*Exercise objective*
Starting with the line that contains "Ground the vehicle" and going on through the last of the lines below, give each line again with its request, adding 110 to every bounding-box coordinate in the answers. Omit the pictures.

*Information given*
[Begin]

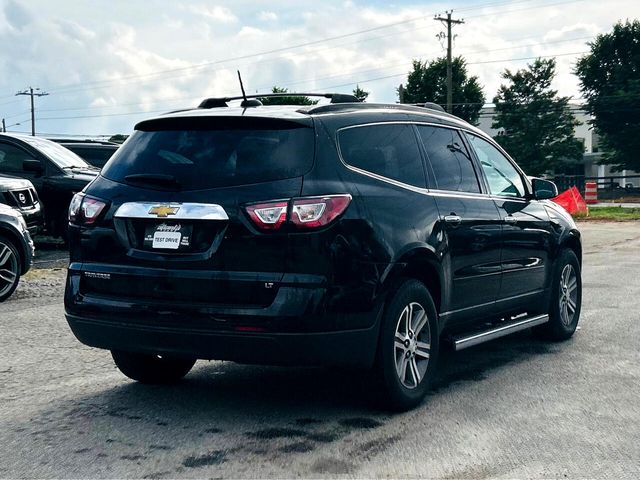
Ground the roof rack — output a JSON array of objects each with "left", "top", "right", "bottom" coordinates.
[
  {"left": 298, "top": 102, "right": 452, "bottom": 116},
  {"left": 198, "top": 92, "right": 361, "bottom": 108}
]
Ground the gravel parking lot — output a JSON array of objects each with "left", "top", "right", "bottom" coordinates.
[{"left": 0, "top": 222, "right": 640, "bottom": 479}]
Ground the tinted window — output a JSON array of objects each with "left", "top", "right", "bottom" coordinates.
[
  {"left": 468, "top": 135, "right": 525, "bottom": 197},
  {"left": 0, "top": 143, "right": 33, "bottom": 173},
  {"left": 21, "top": 136, "right": 89, "bottom": 168},
  {"left": 102, "top": 118, "right": 314, "bottom": 190},
  {"left": 338, "top": 124, "right": 426, "bottom": 187},
  {"left": 418, "top": 126, "right": 480, "bottom": 193}
]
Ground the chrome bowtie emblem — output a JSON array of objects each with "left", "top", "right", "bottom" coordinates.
[{"left": 149, "top": 205, "right": 180, "bottom": 217}]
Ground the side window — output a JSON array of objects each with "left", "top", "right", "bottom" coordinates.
[
  {"left": 467, "top": 135, "right": 525, "bottom": 197},
  {"left": 0, "top": 143, "right": 32, "bottom": 173},
  {"left": 338, "top": 124, "right": 426, "bottom": 188},
  {"left": 418, "top": 126, "right": 480, "bottom": 193}
]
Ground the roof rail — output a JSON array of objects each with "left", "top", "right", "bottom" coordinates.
[
  {"left": 198, "top": 92, "right": 360, "bottom": 108},
  {"left": 299, "top": 102, "right": 453, "bottom": 116}
]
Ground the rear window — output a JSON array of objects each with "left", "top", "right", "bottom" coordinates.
[{"left": 102, "top": 118, "right": 314, "bottom": 190}]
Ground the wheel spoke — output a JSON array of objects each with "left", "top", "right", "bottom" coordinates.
[
  {"left": 0, "top": 268, "right": 17, "bottom": 283},
  {"left": 567, "top": 297, "right": 576, "bottom": 314},
  {"left": 0, "top": 245, "right": 11, "bottom": 265},
  {"left": 400, "top": 305, "right": 410, "bottom": 335},
  {"left": 411, "top": 357, "right": 420, "bottom": 386},
  {"left": 413, "top": 310, "right": 427, "bottom": 337},
  {"left": 416, "top": 342, "right": 431, "bottom": 358},
  {"left": 398, "top": 355, "right": 409, "bottom": 383}
]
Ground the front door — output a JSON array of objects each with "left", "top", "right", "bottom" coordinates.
[
  {"left": 416, "top": 125, "right": 502, "bottom": 320},
  {"left": 468, "top": 134, "right": 552, "bottom": 304}
]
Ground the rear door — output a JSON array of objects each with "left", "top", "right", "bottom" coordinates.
[
  {"left": 467, "top": 134, "right": 553, "bottom": 305},
  {"left": 417, "top": 125, "right": 502, "bottom": 319},
  {"left": 82, "top": 117, "right": 314, "bottom": 306}
]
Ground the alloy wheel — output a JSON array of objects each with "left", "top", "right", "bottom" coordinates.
[
  {"left": 558, "top": 264, "right": 578, "bottom": 327},
  {"left": 0, "top": 241, "right": 19, "bottom": 297},
  {"left": 394, "top": 302, "right": 431, "bottom": 389}
]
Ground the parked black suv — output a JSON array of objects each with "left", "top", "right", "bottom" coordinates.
[
  {"left": 65, "top": 95, "right": 581, "bottom": 409},
  {"left": 0, "top": 133, "right": 98, "bottom": 238},
  {"left": 0, "top": 175, "right": 44, "bottom": 235},
  {"left": 0, "top": 203, "right": 33, "bottom": 302}
]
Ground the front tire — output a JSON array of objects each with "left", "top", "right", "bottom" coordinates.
[
  {"left": 0, "top": 236, "right": 21, "bottom": 302},
  {"left": 111, "top": 350, "right": 196, "bottom": 384},
  {"left": 536, "top": 249, "right": 582, "bottom": 342},
  {"left": 376, "top": 279, "right": 439, "bottom": 411}
]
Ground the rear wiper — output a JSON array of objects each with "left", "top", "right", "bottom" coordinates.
[{"left": 124, "top": 173, "right": 180, "bottom": 188}]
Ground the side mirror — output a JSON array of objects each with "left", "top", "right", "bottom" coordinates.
[
  {"left": 531, "top": 178, "right": 558, "bottom": 200},
  {"left": 22, "top": 160, "right": 44, "bottom": 173}
]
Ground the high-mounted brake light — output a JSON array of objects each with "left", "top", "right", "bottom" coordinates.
[
  {"left": 69, "top": 193, "right": 107, "bottom": 225},
  {"left": 246, "top": 195, "right": 351, "bottom": 230}
]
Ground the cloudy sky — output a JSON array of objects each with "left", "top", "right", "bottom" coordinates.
[{"left": 0, "top": 0, "right": 640, "bottom": 135}]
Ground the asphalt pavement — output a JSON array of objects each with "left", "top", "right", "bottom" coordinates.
[{"left": 0, "top": 222, "right": 640, "bottom": 479}]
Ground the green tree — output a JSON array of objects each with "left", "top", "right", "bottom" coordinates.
[
  {"left": 575, "top": 20, "right": 640, "bottom": 171},
  {"left": 353, "top": 85, "right": 370, "bottom": 102},
  {"left": 399, "top": 57, "right": 485, "bottom": 124},
  {"left": 493, "top": 59, "right": 584, "bottom": 175},
  {"left": 258, "top": 87, "right": 318, "bottom": 105}
]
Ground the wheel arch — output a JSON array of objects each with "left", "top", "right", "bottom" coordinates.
[
  {"left": 0, "top": 224, "right": 28, "bottom": 274},
  {"left": 382, "top": 245, "right": 445, "bottom": 313},
  {"left": 560, "top": 230, "right": 582, "bottom": 266}
]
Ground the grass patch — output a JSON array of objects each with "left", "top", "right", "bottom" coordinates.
[{"left": 574, "top": 207, "right": 640, "bottom": 222}]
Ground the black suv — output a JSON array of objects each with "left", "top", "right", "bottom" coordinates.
[
  {"left": 0, "top": 175, "right": 44, "bottom": 235},
  {"left": 0, "top": 203, "right": 34, "bottom": 302},
  {"left": 65, "top": 94, "right": 581, "bottom": 409},
  {"left": 0, "top": 133, "right": 98, "bottom": 238}
]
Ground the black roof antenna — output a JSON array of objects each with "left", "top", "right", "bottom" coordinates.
[{"left": 238, "top": 70, "right": 262, "bottom": 108}]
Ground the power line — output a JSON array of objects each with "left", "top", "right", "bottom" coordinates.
[
  {"left": 5, "top": 0, "right": 580, "bottom": 98},
  {"left": 16, "top": 87, "right": 49, "bottom": 137}
]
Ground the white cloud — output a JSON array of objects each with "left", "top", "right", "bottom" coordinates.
[
  {"left": 0, "top": 0, "right": 640, "bottom": 134},
  {"left": 258, "top": 11, "right": 278, "bottom": 22},
  {"left": 187, "top": 5, "right": 238, "bottom": 23}
]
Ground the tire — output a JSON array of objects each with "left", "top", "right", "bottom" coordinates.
[
  {"left": 0, "top": 235, "right": 22, "bottom": 302},
  {"left": 375, "top": 279, "right": 439, "bottom": 411},
  {"left": 111, "top": 350, "right": 196, "bottom": 384},
  {"left": 535, "top": 249, "right": 582, "bottom": 342}
]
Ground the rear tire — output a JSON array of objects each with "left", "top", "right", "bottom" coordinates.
[
  {"left": 111, "top": 350, "right": 196, "bottom": 384},
  {"left": 0, "top": 236, "right": 22, "bottom": 302},
  {"left": 376, "top": 279, "right": 439, "bottom": 411},
  {"left": 534, "top": 249, "right": 582, "bottom": 342}
]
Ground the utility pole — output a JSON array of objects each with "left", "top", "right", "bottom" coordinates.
[
  {"left": 16, "top": 87, "right": 49, "bottom": 137},
  {"left": 433, "top": 10, "right": 464, "bottom": 113}
]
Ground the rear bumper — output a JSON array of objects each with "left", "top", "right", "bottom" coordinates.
[
  {"left": 66, "top": 314, "right": 378, "bottom": 367},
  {"left": 65, "top": 263, "right": 382, "bottom": 366}
]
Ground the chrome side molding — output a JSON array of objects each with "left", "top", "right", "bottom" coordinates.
[
  {"left": 113, "top": 202, "right": 229, "bottom": 220},
  {"left": 453, "top": 314, "right": 549, "bottom": 351}
]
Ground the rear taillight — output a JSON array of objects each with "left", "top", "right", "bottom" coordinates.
[
  {"left": 69, "top": 193, "right": 107, "bottom": 225},
  {"left": 246, "top": 195, "right": 351, "bottom": 230},
  {"left": 247, "top": 200, "right": 289, "bottom": 230}
]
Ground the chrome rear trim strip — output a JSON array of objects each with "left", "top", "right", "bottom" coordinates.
[{"left": 113, "top": 202, "right": 229, "bottom": 220}]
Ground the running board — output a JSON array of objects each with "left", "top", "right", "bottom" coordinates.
[{"left": 453, "top": 314, "right": 549, "bottom": 351}]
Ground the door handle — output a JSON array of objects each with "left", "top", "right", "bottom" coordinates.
[{"left": 444, "top": 215, "right": 462, "bottom": 225}]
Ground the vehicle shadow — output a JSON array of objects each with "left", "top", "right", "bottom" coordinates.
[{"left": 9, "top": 332, "right": 564, "bottom": 478}]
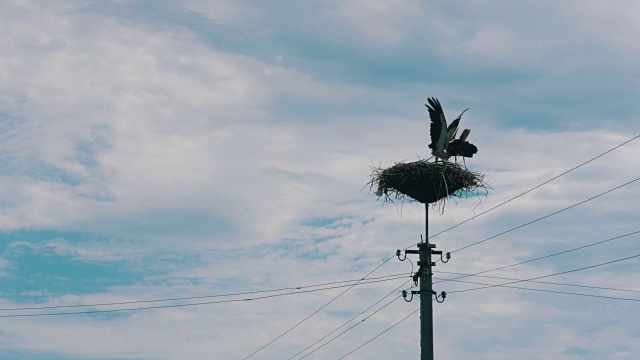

[End]

*Solution to the problem*
Ground the vehicle shadow — output a JSON array of objects each with "left", "top", "right", "bottom" coordinates.
[{"left": 119, "top": 442, "right": 674, "bottom": 588}]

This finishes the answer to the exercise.